## PROBLEM TO SOLVE
Each line from the opening of the listing below through the line that contains "[(13, 508), (435, 346), (496, 487), (399, 388)]" is to be output exactly as written.

## MATERIALS PROVIDED
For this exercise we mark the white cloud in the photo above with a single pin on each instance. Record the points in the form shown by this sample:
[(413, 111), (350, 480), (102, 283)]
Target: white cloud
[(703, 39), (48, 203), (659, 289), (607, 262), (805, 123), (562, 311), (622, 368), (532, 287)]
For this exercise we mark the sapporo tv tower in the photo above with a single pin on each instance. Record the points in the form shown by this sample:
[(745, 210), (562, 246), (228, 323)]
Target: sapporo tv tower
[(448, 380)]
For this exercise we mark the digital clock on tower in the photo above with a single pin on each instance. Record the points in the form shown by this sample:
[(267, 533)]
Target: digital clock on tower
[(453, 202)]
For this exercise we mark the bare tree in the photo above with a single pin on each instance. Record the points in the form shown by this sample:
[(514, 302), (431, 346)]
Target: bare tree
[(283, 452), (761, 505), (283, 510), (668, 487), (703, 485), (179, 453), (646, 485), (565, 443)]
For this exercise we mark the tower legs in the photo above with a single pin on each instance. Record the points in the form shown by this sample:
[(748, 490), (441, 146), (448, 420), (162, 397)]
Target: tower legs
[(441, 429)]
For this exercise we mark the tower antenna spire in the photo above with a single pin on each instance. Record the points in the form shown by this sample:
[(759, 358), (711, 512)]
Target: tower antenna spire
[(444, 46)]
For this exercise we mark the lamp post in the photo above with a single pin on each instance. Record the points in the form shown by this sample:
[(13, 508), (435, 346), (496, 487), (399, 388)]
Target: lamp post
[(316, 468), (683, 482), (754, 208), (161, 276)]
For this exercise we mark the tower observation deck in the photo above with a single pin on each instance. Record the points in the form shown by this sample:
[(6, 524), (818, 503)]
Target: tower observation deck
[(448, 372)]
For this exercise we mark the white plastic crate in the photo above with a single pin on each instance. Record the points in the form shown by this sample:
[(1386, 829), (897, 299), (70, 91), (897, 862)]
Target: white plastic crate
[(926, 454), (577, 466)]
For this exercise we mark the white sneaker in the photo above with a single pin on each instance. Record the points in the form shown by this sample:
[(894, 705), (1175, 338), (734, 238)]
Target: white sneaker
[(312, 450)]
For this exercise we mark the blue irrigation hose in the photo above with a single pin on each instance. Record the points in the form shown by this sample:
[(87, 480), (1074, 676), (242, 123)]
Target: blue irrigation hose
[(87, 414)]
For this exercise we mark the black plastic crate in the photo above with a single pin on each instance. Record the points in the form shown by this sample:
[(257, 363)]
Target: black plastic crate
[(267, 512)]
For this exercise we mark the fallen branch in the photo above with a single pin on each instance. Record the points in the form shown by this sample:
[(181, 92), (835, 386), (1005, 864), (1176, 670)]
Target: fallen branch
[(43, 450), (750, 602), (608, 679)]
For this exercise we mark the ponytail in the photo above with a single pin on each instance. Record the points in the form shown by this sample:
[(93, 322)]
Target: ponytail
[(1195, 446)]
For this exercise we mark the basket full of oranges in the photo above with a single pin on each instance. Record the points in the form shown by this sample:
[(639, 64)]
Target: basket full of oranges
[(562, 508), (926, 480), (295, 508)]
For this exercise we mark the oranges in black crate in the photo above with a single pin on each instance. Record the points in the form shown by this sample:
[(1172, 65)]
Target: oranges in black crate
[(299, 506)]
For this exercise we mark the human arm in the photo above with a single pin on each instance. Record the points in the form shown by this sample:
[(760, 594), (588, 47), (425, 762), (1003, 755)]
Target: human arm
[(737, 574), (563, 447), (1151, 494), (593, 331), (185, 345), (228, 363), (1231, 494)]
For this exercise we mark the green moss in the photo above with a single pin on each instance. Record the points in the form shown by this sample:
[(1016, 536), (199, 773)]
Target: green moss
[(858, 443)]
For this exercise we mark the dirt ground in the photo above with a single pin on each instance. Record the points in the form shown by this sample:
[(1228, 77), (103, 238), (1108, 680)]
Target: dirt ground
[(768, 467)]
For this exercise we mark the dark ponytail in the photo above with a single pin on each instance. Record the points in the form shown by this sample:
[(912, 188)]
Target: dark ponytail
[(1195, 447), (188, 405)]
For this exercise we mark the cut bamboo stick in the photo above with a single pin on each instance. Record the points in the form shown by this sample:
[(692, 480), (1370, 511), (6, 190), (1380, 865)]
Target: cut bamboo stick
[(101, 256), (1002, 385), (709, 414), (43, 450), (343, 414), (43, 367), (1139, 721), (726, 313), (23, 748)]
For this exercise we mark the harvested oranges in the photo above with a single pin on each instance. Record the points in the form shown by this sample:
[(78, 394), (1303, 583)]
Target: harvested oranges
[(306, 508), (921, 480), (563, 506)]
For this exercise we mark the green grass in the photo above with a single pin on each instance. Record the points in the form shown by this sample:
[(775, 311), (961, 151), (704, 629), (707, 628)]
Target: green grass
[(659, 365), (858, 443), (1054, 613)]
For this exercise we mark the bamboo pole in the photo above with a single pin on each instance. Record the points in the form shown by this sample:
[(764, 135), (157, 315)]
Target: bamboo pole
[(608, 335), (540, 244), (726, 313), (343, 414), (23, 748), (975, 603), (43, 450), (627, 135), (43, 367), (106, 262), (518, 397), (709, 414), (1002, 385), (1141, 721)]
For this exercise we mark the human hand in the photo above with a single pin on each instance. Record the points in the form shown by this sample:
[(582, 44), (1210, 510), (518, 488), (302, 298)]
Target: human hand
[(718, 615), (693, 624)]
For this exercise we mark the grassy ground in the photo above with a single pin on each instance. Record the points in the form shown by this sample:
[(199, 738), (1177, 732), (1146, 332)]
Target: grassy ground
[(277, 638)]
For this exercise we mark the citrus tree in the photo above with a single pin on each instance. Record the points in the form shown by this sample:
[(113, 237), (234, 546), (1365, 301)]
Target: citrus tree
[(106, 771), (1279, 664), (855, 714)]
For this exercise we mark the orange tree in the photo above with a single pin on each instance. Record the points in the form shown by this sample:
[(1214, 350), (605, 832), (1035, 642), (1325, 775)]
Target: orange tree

## EXERCISE SOLUTION
For this exercise we mark the white cloud in the photo above with a single pin on each instance. Record the points in the form shown by this sample:
[(413, 111), (350, 480), (102, 283)]
Target: white cloud
[(703, 39), (48, 203), (659, 289), (607, 262), (805, 123), (562, 311), (622, 368), (532, 287)]
For this exercise we mark the sapporo tv tower in the photo above with a single pin on each instance. Record the points in the form shown by this sample:
[(745, 210), (562, 246), (228, 323)]
Target: sapporo tv tower
[(448, 380)]
For this exercise we mark the digital clock on tower in the photo above with a single pin on each instance. Record the points in the form shown by this sample:
[(267, 533)]
Target: digital clock on tower
[(453, 202)]
For this exercise we mark the bare tree in the photo above with a single pin on each instance. Record the points in the form shown by this sample:
[(514, 302), (431, 346)]
Target: bare tree
[(283, 452), (761, 505), (283, 510), (668, 487), (703, 485), (179, 453), (646, 485), (565, 443)]
For this exercise we mark the tower legs in the photo above with a single pin on each instance. Record the points in the form shown by this sample:
[(748, 490), (441, 146), (448, 420), (162, 397)]
Target: tower legs
[(441, 429)]
For this exercise we mark the tower antenna spire in the photo above with a single pin on each instance. Record the points in the form shown by this sample:
[(759, 358), (711, 512)]
Target: tower antenna spire
[(444, 46)]
For this exercise we mark the lamp post in the photo above with a single pin on each instance. Record the points in the form shown by this sample:
[(13, 508), (435, 346), (496, 487), (399, 388)]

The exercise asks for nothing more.